Starting from the line in which "rough mask: <svg" appears, output every line down to the last line of the data below, exactly and without anything more.

*** Task input ***

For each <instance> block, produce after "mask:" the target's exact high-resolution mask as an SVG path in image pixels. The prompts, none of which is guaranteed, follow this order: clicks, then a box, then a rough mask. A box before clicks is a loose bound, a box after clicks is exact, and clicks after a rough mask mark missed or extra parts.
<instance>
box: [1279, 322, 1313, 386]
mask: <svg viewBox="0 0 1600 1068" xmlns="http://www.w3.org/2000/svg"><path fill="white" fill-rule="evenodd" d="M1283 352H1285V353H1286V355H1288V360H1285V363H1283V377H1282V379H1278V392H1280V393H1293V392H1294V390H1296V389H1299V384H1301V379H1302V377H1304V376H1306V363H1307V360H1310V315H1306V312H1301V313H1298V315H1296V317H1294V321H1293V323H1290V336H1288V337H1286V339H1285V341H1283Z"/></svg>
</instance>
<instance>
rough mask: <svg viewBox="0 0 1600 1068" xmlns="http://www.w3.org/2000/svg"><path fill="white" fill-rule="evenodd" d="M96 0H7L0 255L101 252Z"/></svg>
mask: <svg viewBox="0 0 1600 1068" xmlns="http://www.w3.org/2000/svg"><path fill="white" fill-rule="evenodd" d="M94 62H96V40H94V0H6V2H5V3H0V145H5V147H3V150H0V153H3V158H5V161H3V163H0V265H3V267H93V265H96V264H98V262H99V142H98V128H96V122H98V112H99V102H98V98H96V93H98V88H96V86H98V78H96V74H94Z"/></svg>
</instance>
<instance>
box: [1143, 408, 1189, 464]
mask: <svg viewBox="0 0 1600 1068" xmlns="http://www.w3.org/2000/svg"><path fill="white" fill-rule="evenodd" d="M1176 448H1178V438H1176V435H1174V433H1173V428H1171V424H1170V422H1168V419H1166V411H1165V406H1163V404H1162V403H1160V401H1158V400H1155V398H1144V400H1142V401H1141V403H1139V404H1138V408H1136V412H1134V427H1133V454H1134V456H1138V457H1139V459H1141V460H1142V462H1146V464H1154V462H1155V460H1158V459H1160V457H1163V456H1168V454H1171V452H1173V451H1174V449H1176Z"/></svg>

*** End of Task input ***

Solved exercise
rough mask: <svg viewBox="0 0 1600 1068" xmlns="http://www.w3.org/2000/svg"><path fill="white" fill-rule="evenodd" d="M96 0H7L0 255L101 252Z"/></svg>
mask: <svg viewBox="0 0 1600 1068" xmlns="http://www.w3.org/2000/svg"><path fill="white" fill-rule="evenodd" d="M94 62H96V40H94V0H6V2H5V3H0V145H5V147H3V150H0V153H3V158H5V161H3V163H0V265H3V267H93V265H96V264H98V262H99V142H98V128H96V122H98V112H99V102H98V98H96V93H98V88H96V86H98V78H96V74H94Z"/></svg>
</instance>
<instance>
box: [1143, 408, 1189, 464]
mask: <svg viewBox="0 0 1600 1068" xmlns="http://www.w3.org/2000/svg"><path fill="white" fill-rule="evenodd" d="M1176 448H1178V438H1176V435H1174V433H1173V428H1171V424H1170V422H1168V419H1166V411H1165V406H1163V404H1162V403H1160V401H1158V400H1155V398H1144V400H1142V401H1141V403H1139V404H1138V408H1136V412H1134V427H1133V454H1134V456H1138V457H1139V459H1141V460H1142V462H1146V464H1154V462H1155V460H1158V459H1160V457H1163V456H1168V454H1171V452H1173V451H1174V449H1176Z"/></svg>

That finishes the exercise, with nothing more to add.